[Fragment tekstu]
□ □ □

Nasza Loteria SR - pasek na kartach artykułów

Poznań: Ekolodzy i obrońcy praw zwierząt chcą likwidacji targowiska

Beata Marcińczyk, Katarzyna Fertsch
Nie ma bardziej tłocznego miejsca w niedzielę rano niż Sielanka - targowisko na Dębcu. Setki zwierząt właśnie tam zmienia właścicieli. Zawsze znajdą się sprzedawcy i kupujący. Jednak nie wszyscy są z Sielanki zadowoleni. Likwidacji targowiska domagają się obrońcy praw zwierząt i ekolodzy.

- Dobra, moja strata. Niech pan bierze go za dwieście - mówi do mało zdecydowanego klienta sprzedający, przy wejściu na Sielankę. W kartonie ma szczenięta. Siedzą w nim mały labrador, spaniel, śpi czarna, włochata kulka - zapewne owczarek niemiecki. Klient jeszcze się waha. Obiecuje wrócić. Przez szpaler handlujących psami, kotami, starą porcelaną, a nawet kucem, docieramy na właściwe targowisko.

□ □ □

[Zapisy]
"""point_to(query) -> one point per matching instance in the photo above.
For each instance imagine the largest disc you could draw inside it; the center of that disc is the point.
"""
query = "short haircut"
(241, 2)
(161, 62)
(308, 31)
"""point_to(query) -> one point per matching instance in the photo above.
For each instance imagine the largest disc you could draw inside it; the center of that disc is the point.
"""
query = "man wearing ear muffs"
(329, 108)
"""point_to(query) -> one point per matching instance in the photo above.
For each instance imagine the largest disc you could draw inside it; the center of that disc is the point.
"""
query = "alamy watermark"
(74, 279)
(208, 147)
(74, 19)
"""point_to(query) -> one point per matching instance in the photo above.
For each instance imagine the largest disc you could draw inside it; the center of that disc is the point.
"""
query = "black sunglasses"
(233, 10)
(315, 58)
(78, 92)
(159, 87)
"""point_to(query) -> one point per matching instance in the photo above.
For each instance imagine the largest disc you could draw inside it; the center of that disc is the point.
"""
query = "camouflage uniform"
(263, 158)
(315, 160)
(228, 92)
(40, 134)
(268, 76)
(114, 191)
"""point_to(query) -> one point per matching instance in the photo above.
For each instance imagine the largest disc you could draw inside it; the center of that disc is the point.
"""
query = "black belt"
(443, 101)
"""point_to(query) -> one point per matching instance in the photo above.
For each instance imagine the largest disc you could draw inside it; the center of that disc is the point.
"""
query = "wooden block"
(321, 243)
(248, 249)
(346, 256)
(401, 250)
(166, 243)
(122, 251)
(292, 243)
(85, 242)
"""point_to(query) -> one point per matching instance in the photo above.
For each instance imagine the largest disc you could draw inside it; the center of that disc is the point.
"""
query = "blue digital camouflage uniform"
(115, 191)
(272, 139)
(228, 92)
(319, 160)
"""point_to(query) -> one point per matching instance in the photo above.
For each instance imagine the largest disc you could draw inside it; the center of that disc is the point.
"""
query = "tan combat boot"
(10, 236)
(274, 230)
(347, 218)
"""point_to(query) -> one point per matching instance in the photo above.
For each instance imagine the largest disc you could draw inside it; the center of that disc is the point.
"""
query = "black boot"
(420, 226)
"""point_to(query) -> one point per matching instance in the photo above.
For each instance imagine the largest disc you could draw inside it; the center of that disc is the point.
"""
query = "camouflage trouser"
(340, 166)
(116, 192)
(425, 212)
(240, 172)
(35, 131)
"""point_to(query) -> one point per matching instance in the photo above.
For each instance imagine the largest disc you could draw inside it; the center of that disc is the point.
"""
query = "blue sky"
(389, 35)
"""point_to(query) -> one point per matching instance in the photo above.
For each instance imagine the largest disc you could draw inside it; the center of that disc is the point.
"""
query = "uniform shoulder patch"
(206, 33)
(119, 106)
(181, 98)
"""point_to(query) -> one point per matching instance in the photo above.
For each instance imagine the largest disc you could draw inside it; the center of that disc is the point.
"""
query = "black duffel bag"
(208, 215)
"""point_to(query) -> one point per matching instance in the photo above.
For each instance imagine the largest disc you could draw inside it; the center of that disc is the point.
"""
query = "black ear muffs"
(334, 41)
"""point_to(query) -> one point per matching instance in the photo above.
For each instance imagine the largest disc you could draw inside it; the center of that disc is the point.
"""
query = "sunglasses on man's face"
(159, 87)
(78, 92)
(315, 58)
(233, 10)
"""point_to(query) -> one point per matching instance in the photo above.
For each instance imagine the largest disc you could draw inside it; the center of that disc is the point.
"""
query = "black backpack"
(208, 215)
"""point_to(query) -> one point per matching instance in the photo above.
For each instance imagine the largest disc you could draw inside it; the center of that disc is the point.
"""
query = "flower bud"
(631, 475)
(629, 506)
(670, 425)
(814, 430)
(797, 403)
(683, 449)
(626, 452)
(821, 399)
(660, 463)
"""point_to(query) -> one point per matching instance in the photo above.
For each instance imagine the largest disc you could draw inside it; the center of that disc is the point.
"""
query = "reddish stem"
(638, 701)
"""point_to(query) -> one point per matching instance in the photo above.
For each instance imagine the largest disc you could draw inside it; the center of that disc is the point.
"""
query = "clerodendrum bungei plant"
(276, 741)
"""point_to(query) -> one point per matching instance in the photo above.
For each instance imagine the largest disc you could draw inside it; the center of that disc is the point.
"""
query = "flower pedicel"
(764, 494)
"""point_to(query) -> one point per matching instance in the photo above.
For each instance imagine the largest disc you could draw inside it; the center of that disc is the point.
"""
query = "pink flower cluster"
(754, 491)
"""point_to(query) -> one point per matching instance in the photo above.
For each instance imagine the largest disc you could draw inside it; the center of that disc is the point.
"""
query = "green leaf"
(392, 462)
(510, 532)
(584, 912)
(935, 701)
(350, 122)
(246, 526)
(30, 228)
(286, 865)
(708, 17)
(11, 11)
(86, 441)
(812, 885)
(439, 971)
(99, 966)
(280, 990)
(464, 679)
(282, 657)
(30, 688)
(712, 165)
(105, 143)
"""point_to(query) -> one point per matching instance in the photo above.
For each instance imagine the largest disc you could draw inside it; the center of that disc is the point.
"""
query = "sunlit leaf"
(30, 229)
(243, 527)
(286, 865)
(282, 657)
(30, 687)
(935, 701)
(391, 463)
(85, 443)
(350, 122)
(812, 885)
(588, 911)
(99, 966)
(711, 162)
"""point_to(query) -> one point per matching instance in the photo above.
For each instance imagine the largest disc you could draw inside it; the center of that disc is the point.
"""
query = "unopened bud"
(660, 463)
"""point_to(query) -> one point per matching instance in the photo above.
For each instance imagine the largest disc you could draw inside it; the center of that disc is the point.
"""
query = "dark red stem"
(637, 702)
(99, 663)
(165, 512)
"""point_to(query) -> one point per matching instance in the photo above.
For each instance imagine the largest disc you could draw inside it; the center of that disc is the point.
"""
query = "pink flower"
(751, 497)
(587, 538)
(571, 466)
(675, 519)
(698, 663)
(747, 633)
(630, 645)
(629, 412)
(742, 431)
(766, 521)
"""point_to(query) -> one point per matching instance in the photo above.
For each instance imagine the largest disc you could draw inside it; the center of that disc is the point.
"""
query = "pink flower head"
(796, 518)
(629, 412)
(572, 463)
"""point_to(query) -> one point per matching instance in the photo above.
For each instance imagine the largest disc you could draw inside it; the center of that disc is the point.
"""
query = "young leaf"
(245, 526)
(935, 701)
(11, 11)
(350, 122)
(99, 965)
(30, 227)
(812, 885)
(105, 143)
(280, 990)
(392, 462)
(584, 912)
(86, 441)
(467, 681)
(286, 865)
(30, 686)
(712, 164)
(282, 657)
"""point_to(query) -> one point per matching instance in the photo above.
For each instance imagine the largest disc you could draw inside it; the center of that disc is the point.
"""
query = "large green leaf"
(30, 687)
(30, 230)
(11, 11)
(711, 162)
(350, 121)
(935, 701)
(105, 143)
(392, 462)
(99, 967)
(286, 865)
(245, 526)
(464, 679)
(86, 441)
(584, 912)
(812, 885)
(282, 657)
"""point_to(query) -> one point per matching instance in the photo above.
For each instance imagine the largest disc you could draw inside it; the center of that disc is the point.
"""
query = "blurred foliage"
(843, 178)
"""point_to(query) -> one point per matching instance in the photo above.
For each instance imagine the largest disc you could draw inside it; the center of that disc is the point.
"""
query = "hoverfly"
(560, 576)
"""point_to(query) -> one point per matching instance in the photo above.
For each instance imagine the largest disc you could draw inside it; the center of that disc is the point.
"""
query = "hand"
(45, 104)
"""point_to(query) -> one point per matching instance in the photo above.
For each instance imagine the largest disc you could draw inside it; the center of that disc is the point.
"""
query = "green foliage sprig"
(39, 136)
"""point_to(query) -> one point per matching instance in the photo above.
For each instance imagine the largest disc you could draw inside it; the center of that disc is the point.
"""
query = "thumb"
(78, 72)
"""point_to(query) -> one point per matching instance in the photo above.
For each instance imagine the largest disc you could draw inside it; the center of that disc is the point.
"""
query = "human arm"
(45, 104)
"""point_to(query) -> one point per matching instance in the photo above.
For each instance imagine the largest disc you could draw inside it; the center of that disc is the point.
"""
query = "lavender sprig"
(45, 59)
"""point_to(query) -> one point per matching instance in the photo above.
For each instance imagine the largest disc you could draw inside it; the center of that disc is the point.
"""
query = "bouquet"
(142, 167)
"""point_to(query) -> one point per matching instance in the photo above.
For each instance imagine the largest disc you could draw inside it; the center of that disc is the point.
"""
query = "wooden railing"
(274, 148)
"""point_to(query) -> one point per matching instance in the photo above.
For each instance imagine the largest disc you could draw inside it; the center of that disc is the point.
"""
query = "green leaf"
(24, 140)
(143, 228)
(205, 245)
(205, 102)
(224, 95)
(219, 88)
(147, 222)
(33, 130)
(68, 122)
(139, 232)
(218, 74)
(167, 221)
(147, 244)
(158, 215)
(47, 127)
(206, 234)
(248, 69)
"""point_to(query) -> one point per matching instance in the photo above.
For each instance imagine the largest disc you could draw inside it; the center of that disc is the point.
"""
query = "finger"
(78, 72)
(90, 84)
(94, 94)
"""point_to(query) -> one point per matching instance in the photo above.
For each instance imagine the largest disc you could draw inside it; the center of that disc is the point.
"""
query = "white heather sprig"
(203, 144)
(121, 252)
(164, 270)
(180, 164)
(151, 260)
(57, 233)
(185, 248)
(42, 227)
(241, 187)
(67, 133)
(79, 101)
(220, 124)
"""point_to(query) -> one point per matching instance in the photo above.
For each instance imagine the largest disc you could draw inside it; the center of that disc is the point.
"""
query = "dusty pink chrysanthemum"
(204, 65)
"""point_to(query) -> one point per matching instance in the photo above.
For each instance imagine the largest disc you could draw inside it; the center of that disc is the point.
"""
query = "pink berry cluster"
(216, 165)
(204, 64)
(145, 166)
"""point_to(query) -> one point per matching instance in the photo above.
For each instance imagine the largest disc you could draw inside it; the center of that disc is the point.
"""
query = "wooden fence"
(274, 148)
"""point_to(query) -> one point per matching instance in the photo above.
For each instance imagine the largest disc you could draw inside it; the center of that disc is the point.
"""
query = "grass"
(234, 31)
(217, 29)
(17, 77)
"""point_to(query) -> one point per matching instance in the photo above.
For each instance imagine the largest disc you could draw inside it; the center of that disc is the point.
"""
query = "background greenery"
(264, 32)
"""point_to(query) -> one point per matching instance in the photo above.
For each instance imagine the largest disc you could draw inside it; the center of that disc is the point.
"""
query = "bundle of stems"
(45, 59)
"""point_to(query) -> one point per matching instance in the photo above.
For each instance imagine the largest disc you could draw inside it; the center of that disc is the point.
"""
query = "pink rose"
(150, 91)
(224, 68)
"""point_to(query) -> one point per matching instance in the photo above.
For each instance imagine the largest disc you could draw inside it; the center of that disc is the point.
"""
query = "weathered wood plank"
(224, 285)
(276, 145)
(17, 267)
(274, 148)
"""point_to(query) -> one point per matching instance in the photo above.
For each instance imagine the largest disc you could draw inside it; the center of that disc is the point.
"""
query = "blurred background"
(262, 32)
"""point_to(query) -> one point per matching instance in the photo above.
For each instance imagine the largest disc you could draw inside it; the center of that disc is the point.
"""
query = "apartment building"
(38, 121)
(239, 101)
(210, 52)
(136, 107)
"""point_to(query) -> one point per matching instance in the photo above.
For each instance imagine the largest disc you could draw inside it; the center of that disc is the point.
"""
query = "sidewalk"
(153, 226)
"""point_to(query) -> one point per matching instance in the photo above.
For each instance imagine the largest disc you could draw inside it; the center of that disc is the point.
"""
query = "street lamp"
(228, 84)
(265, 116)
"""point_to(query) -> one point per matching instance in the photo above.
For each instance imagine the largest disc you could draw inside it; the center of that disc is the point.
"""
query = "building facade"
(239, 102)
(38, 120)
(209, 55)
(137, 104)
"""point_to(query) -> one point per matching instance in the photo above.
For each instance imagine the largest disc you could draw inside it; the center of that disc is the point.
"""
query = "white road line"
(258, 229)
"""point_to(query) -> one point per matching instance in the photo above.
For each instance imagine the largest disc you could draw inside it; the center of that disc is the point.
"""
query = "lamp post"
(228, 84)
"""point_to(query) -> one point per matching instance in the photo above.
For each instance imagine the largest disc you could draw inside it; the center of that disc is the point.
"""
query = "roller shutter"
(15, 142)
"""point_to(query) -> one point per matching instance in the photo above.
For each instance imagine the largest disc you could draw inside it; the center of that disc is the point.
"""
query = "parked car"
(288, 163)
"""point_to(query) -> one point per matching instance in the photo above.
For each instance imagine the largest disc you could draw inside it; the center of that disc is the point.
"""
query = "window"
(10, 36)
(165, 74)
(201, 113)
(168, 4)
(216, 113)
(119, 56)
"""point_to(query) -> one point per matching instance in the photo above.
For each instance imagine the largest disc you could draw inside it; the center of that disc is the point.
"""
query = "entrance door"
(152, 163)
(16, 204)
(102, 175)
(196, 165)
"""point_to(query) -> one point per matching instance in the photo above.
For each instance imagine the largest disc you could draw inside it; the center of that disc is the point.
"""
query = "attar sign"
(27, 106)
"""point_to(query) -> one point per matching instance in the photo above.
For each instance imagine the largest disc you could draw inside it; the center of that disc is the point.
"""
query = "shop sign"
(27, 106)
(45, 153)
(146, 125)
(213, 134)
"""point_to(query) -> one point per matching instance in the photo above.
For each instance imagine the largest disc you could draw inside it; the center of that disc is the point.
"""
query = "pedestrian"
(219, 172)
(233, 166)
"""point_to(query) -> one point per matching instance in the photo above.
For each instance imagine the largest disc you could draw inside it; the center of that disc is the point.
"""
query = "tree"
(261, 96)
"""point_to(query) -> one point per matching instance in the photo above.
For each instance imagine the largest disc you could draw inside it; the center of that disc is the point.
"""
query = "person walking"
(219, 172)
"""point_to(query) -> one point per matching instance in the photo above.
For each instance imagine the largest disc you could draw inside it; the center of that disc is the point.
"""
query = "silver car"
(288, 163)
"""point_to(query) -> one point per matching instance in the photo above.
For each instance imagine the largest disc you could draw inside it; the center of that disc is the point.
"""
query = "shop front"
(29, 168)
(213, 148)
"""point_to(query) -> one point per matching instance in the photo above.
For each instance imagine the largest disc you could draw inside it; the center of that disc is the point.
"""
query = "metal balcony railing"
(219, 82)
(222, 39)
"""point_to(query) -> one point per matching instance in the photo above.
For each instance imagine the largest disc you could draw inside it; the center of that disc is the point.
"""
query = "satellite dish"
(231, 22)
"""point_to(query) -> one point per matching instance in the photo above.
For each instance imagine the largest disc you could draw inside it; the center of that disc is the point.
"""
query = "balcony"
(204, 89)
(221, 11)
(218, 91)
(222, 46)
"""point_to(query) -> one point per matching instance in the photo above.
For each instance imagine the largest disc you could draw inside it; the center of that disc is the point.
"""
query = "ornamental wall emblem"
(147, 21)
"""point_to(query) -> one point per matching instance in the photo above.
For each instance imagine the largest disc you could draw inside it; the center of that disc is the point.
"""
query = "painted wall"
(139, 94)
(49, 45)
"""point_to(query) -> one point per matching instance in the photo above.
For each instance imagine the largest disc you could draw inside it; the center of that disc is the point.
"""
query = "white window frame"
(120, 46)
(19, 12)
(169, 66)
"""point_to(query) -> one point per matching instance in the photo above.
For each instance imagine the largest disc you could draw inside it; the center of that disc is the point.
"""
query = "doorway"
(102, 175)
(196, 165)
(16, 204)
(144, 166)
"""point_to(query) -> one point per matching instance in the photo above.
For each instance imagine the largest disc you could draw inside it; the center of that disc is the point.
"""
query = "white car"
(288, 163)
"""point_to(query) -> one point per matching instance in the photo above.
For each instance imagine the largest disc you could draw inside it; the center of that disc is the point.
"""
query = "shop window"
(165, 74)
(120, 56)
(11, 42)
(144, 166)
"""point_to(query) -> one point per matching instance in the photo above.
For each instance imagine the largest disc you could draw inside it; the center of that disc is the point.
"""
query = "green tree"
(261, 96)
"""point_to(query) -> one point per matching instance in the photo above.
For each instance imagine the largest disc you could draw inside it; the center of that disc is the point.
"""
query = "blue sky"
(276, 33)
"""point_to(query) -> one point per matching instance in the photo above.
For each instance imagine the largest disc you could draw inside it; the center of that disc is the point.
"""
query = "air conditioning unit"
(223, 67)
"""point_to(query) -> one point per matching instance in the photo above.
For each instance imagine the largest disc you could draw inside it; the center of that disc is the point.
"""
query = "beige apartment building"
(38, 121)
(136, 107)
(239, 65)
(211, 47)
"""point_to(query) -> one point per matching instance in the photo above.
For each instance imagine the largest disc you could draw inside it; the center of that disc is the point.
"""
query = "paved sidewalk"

□ □ □

[Treść zadania]
Podejmij artykuł o targowisku Sielanka od miejsca, w którym kończy się jego ostatnie zdanie, i napisz dalszy ciąg. Zapisy nie mają nic wspólnego z artykułem o targowisku Sielanka.

[Odpowiedź końcowa]
A tu od koloru, do wyboru. Mieszańca labradora ze spanielem oferują dwie nastoletnie dziewczynki (obok stoi właściciel psów, który twierdzi, że dziewczyny same chciały pieski potrzymać, ale to one je zachwalają przechodniom). - Psy po 750 złotych, suczka za tysiąc - mówią Anita i Piotr, którzy mają nadzieję, że uda im się sprzedać dziewięciotygodniowe yorki. Zostały im trzy. Resztę udało się sprzedać przez internet. - Sielanka to dla nas ostateczność. Psy są zdrowe, odrobaczone, ostrzyżone, ale ich utrzymanie kosztuje - dodają.

Są również gołębie (pocztowe po 10 zł), papugi (para rozelli białolicych za 250 zł), papużki faliste (po 15 zł), a między nimi skaczące pluszaki za 15-20 złotych, koszyki z wikliny, bazie, pisanki i dziesiątki innych towarów.

Szukamy lekarza weterynarii. Nie ma go. Godfryd Kuryło, prezes Poznańskiego Związku Hodowców Gołębi Rasowych i Drobiu Ozdobnego, który targowiskiem zarządza twierdzi, że nie musi go być. - To jest przecież obowiązek właściciela zwierzęcia, który odpowiada za to, czy zostało ona zaszczepione - zaznacza Godfryd Kuryło.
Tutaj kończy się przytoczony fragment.